**Text passage**:
Equality to achieve decoupling at frequency ω_x. This is similar to optimization I but is parameterized with respect to θ. However, it must be said that in optimization II, adding this may reduce the achievable bandwidth;

(f)

Lower (LB) and upper (UB) bounds on the design parameters.

$$\begin{array}{l}\mathrm{maximize}\hspace{1em}\left[\begin{array}{ccc}{0}_{1x12}& 1& 1\end{array}\right]\mathsf{\theta }\\ \mathrm{subject} \mathrm{to}:\hspace{1em}\\ (a)\{\begin{array}{l}\left[\begin{array}{ccc}\cos {\mathsf{\beta }}_i·\Im \left({\Psi }_{iz}(j{\mathsf{\omega }}_k)\right)+\sin {\mathsf{\beta }}_i·\Re \left({\Psi }_{iz}(j{\mathsf{\omega }}_k)\right)& 0& 0\end{array}\right]\mathsf{\theta }\le -1\hspace{1em} \forall {\mathsf{\omega }}_k\le {\mathsf{\omega }}_{xi},\forall i,\forall z=a,b\\ \left[\begin{array}{ccc}\cos {\mathsf{\beta }}_i·\Im \left({\Psi }_{iz}(j{\mathsf{\omega }}_k)\right)+\sin {\mathsf{\beta }}_i·\Re \left({\Psi }_{iz}(j{\mathsf{\omega }}_k)\right)& 0& 0\end{array}\right]\mathsf{\theta }>-1\hspace{1em} \forall {\mathsf{\omega }}_k>{\mathsf{\omega }}_{xi},\forall i,\forall z=a,b\end{array}\\ (b)\{\begin{array}{l}\left[\begin{array}{ccc}\cot {\mathsf{\alpha }}_1·\Im \left({\Psi }_{1z}(j{\mathsf{\omega }}_k)\right)-\Re \left({\Psi }_{iz}(j{\mathsf{\omega }}_k)\right)& 1& 0\end{array}\right]\mathsf{\theta }\le 1\hspace{1em} \forall {\mathsf{\omega }}_k>{\mathsf{\omega }}_{x1},\forall z=a,b\\ \left[\begin{array}{ccc}\cot {\mathsf{\alpha }}_2·\Im \left({\Psi }_{2z}(j{\mathsf{\omega }}_k)\right)-\Re \left({\Psi }_{2z}(j{\mathsf{\omega }}_k)\right)& 0& 1\end{array}\right]\mathsf{\theta }\le 1\hspace{1em}\forall {\mathsf{\omega }}_k>{\mathsf{\omega }}_{x2},\forall z=a,b\end{array}\\ (c) \left[\begin{array}{ccc}\cot {\mathsf{\alpha }}_i·\Im \left({\Lambda }_{ii}(j{\mathsf{\omega }}_k)\right)-\Re \left({\Lambda }_{ii}(j{\mathsf{\omega }}_k)\right)& 0& 0\end{array}\right]\mathsf{\theta }\le 0.8\hspace{1em} \forall {\mathsf{\omega }}_k,\forall i\\ (d)\{\begin{array}{c}\left[\begin{array}{cccc}\begin{array}{ccc}{0}_{1\times 3}& 0& sign(k_{12})·g_{11}(0)\end{array}& 0& 0_{1\times 3}& \begin{array}{ccc}0& sign(k_{22})·g_{12}(0)& \begin{array}{ccc}0& 0& 0\end{array}\end{array}\end{array}\right]\mathsf{\theta }=0\\ \left[\begin{array}{cccc}\begin{array}{ccc}0& sign(k_{11})·g_{21}(0)& 0\end{array}& 0_{1\times 3}& \begin{array}{ccc}0& sign(k_{21})·g_{22}(0)& 0\end{array}& \begin{array}{ccc}{0}_{1\times 3}& 0& 0\end{array}\end{array}\right]\mathsf{\theta }=0\end{array}\\ (e) \left[\begin{array}{ccc}{\Lambda }_{ij}(j{\mathsf{\omega }}_{xj})& 0& 0\end{array}\right]\mathsf{\theta }=0\hspace{1em}\forall j,\forall i\ne j\\ (f) LB\le \mathsf{\theta }\le UB\end{array}$$

(23)

**Record excerpts**:
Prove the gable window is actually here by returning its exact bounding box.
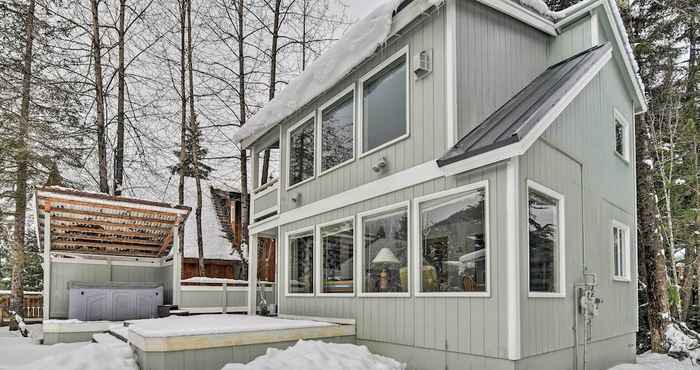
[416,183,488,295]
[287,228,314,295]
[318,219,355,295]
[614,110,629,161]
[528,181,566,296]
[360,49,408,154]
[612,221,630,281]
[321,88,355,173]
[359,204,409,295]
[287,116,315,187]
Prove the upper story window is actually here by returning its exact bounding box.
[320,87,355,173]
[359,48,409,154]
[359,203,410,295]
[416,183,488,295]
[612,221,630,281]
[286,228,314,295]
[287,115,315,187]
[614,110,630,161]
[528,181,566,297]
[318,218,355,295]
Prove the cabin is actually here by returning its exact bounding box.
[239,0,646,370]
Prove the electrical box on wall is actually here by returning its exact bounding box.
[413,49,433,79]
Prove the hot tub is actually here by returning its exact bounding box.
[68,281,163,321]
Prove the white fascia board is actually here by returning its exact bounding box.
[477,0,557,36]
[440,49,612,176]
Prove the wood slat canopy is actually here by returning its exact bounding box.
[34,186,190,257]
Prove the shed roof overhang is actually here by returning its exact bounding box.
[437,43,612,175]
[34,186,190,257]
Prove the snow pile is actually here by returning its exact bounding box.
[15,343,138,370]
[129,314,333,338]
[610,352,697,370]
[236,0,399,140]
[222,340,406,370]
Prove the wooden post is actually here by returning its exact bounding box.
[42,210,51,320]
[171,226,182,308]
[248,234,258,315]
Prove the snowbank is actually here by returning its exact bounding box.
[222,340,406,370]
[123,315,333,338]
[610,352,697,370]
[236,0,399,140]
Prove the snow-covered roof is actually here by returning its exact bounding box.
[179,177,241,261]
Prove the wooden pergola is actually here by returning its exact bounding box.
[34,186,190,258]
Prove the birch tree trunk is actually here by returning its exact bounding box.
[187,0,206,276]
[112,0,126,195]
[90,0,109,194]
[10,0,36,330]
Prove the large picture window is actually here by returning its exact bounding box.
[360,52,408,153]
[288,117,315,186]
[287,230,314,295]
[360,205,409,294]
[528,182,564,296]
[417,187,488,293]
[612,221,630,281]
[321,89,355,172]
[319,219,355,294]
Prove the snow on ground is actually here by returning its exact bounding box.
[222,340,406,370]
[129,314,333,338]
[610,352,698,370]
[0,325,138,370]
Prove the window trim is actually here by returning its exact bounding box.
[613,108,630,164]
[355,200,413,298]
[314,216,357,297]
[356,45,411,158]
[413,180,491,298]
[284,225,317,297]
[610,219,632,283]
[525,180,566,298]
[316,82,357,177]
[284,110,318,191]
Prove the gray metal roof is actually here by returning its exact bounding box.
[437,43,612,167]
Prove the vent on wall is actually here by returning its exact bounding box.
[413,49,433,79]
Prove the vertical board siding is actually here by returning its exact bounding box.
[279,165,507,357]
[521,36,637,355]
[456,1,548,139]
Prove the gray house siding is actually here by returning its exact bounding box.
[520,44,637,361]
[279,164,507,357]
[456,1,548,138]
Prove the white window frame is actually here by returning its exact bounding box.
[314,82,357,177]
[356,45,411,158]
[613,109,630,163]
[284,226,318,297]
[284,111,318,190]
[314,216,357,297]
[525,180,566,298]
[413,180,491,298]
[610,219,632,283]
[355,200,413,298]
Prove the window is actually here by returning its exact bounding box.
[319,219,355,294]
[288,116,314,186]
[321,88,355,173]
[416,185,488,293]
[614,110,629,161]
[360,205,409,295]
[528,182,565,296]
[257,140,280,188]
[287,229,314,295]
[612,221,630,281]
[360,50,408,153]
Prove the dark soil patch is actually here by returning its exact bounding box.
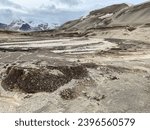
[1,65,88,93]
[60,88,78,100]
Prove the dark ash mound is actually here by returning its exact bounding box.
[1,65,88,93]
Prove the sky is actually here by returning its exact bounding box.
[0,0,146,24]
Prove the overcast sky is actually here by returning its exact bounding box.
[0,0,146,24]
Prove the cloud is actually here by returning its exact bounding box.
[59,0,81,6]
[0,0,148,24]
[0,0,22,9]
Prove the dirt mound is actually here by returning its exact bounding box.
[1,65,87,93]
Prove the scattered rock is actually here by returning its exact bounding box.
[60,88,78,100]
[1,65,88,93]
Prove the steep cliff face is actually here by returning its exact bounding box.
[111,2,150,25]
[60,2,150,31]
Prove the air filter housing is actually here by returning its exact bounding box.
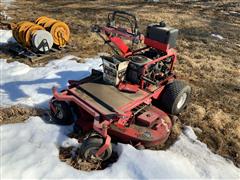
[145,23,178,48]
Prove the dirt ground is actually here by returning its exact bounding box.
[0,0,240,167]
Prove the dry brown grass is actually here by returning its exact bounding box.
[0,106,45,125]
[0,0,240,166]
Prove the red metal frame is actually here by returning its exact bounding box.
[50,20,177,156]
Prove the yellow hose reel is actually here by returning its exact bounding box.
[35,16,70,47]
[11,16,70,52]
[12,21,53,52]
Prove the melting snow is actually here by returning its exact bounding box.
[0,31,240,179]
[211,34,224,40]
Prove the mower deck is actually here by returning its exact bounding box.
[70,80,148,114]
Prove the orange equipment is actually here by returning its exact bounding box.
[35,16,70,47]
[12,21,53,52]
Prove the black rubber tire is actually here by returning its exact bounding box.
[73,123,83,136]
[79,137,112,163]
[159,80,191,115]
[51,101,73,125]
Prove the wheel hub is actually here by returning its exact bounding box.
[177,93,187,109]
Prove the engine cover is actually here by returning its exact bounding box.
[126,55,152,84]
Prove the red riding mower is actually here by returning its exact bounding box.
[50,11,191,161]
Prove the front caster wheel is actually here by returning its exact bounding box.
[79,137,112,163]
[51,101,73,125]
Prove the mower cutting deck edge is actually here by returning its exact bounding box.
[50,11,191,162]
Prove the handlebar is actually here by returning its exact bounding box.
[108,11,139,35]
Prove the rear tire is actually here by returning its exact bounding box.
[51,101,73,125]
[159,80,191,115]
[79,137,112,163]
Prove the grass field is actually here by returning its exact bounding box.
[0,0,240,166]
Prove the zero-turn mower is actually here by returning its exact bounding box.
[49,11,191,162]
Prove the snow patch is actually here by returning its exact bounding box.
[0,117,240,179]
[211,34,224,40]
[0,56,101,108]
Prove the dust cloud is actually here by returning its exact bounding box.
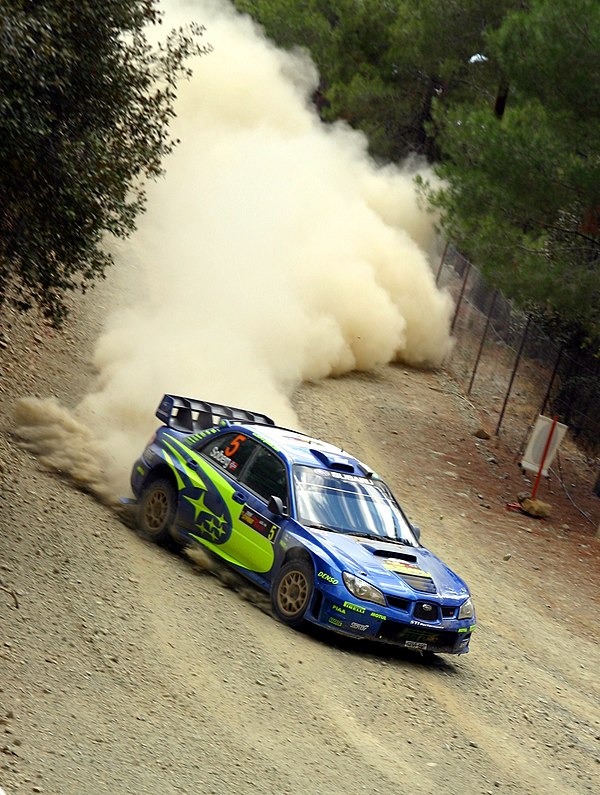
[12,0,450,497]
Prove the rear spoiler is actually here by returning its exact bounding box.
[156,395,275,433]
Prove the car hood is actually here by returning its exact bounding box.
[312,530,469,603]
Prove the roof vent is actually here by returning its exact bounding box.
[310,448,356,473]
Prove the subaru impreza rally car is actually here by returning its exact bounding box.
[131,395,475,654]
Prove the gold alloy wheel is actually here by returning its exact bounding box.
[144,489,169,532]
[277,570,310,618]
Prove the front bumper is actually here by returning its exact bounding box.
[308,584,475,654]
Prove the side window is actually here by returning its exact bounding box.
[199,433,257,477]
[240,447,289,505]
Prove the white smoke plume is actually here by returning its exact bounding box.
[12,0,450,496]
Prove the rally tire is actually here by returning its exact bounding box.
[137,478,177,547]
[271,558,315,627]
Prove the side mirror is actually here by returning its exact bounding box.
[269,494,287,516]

**To be done**:
A – Quote the optimization text from "Equality to achieve" to "the design parameters.", inclusive.
B – Condense the paragraph of the optimization text that begins "Equality to achieve decoupling" into fewer words, keeping its main facts.
Answer from the optimization text alone.

**The answers**:
A –
Equality to achieve decoupling at frequency ω_x. This is similar to optimization I but is parameterized with respect to θ. However, it must be said that in optimization II, adding this may reduce the achievable bandwidth;

(f)

Lower (LB) and upper (UB) bounds on the design parameters.

B – An equality enforces decoupling at frequency ω_x. It resembles optimization I but is parameterized with respect to θ. In optimization II, adding it may reduce the achievable bandwidth.